▸ 本文:
◇ ◇ ◇ ◇ ◇

エピソード1.未来への約束に感動しました。

 

 

 

 

 

 

 

 

 

  千葉の老人ホームでギター歌謡ショーを行いました。

 よく演じているひとり紅白歌合戦のトリを瀬戸の花嫁にして

 歌いました。曲の紹介に瀬戸内は私(山地)の生まれ故郷

 と言いました。ショーが終わった時、車いすながらも色つや

 良くお元気そうなおばあちゃんが声を掛けてくれました。

 「瀬戸の花嫁良かったよ。私も瀬戸内生まれですよ。 また

 おいで下さいね。」、「ありがとうございます。また来られると

 思います。おばあちゃんも元気でね。」と、ただ反射的に

 答えました。おばあちゃんは「はい、元気でいるからね。」と

 約束してくれました。帰り際、施設の職員さんが来て「あの

 おばあちゃんは100歳です。市からもお祝いが来ました。

 次回まで元気でいると約束してくれましたね。」と言いました。

   後日その施設からご依頼を頂きました。「あのおばあちゃん

 の102歳のお誕生日が来月に迫りました。また来て下さい

 ね。お元気で待っておられますよ。」 100歳の方が未来へ

 の約束をしてくださいました。その意味の深さに心が震えま

 した。しかし、日程調整しての訪問日、おばあちゃんは脳

 梗塞で入院されていました。

◇ ◇ ◇ ◇ ◇

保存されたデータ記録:
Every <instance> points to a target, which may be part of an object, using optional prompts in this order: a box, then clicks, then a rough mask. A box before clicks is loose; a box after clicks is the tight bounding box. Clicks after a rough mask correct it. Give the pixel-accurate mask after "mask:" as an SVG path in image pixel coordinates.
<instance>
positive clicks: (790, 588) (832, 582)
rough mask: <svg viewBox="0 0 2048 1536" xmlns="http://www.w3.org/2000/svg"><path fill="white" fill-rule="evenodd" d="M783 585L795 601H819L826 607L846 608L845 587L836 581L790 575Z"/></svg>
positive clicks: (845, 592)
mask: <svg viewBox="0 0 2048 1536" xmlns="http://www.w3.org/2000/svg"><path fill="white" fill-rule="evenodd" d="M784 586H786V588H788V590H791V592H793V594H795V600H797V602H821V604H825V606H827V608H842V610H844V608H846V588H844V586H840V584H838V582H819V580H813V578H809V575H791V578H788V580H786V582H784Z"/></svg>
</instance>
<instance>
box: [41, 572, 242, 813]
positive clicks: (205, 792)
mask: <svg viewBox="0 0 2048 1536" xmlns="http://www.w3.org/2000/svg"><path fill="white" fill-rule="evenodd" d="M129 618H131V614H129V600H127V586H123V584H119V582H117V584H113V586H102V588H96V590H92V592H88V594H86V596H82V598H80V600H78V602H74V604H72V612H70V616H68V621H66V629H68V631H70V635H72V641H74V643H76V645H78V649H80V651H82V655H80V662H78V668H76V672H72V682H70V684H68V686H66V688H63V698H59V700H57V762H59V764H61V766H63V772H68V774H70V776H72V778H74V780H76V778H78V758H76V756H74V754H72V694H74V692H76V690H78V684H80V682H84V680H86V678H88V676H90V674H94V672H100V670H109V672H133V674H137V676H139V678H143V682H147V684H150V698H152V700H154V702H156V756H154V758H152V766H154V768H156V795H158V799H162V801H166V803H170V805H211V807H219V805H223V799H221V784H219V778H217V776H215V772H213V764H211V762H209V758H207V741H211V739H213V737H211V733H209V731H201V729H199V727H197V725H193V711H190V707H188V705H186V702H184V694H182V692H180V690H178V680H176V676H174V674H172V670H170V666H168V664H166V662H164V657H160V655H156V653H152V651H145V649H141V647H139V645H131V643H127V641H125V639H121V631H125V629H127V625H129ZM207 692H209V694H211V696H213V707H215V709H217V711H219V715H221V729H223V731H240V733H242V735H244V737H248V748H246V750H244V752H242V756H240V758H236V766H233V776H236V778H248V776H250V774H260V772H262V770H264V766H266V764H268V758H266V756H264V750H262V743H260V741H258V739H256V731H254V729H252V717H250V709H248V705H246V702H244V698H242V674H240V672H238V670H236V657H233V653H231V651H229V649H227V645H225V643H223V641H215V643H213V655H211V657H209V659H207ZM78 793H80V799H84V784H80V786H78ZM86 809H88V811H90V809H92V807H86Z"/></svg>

◇ ◇ ◇ ◇ ◇

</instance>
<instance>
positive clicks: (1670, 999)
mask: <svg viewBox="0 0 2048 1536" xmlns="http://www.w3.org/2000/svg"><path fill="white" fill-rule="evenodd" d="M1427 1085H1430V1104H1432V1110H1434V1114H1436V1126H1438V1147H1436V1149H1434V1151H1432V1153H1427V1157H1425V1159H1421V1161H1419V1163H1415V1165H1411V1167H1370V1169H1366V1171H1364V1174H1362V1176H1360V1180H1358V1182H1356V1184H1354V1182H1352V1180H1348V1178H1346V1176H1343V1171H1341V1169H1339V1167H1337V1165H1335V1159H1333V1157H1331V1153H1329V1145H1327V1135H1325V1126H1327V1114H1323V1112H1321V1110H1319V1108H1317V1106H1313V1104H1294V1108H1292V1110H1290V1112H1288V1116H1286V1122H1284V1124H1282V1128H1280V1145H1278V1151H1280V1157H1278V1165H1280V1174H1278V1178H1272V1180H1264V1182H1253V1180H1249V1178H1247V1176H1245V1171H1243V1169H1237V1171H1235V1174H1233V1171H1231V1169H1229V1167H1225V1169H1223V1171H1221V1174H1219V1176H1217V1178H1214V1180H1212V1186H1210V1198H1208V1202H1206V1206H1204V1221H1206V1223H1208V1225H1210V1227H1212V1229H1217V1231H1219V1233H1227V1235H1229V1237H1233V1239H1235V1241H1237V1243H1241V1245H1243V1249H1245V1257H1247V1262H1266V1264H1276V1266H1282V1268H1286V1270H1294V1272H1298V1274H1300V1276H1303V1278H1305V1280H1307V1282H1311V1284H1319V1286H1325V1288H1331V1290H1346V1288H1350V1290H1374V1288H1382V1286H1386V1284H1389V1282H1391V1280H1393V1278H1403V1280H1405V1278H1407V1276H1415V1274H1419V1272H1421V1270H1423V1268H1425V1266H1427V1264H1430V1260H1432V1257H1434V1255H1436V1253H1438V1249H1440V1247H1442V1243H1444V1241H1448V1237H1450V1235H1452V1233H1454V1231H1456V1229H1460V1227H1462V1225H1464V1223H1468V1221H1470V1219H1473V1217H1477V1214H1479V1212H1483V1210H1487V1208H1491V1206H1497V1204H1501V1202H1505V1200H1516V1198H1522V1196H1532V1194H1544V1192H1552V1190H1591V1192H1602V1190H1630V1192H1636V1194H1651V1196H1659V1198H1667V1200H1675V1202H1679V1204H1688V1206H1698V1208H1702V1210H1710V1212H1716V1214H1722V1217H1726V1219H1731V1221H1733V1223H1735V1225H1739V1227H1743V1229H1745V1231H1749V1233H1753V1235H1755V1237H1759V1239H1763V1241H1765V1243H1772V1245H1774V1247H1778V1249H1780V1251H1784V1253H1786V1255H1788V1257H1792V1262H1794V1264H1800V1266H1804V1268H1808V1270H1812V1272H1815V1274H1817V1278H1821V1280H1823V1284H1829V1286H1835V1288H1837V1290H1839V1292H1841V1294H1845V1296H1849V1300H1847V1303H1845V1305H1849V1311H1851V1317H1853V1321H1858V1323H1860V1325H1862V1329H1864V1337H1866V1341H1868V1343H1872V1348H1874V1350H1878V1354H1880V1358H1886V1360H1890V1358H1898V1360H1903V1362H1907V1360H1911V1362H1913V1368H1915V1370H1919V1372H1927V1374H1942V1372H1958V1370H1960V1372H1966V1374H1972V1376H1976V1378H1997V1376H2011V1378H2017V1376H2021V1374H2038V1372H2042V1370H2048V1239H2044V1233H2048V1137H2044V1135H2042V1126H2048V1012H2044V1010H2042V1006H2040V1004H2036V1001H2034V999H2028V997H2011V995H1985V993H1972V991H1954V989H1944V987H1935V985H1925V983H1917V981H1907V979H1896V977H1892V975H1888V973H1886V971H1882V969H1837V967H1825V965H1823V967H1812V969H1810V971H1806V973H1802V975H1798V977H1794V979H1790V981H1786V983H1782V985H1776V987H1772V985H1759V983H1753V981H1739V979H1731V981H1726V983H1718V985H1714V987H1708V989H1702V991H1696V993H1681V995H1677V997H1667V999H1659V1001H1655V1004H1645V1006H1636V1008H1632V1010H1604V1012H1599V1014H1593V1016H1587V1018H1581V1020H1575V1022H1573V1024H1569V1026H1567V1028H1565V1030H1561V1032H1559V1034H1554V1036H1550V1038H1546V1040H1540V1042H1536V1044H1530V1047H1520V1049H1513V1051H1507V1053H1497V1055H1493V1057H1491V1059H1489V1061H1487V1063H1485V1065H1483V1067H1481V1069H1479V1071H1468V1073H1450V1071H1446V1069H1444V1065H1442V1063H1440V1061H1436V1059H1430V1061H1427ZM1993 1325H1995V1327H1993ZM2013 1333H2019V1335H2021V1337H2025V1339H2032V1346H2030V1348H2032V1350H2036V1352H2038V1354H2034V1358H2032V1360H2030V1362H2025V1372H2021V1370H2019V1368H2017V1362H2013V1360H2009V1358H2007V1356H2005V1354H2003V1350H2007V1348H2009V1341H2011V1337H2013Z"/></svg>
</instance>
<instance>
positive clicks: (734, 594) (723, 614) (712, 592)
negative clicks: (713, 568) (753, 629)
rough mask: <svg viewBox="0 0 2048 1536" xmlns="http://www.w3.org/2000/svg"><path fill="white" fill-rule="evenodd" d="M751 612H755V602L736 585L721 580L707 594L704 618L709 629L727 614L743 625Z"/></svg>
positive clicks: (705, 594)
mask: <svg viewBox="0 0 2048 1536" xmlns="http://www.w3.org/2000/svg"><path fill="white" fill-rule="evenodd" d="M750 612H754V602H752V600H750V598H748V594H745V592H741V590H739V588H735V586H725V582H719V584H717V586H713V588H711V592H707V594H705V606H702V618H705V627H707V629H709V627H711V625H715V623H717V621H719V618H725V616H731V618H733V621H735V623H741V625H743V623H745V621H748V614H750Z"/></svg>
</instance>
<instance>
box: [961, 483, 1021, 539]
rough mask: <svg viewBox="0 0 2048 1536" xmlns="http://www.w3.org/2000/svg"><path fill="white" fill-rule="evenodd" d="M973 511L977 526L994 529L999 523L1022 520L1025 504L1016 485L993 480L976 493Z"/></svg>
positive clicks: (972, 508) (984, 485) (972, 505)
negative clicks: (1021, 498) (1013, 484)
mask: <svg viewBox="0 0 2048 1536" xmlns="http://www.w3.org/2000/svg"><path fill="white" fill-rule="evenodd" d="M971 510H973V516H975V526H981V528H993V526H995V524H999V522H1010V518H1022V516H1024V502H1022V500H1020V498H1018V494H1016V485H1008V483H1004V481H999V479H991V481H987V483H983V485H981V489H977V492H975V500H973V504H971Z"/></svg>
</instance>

◇ ◇ ◇ ◇ ◇

本文について、次の問いに答えよ。
(a) ギター歌謡ショーはどこで行われたか。
(b) ひとり紅白歌合戦のトリに選ばれた曲は何か。
(c) 日程調整しての訪問日、おばあちゃんはどうしていたか。

(a) 千葉の老人ホーム。
(b) 瀬戸の花嫁。
(c) 脳梗塞で入院していた。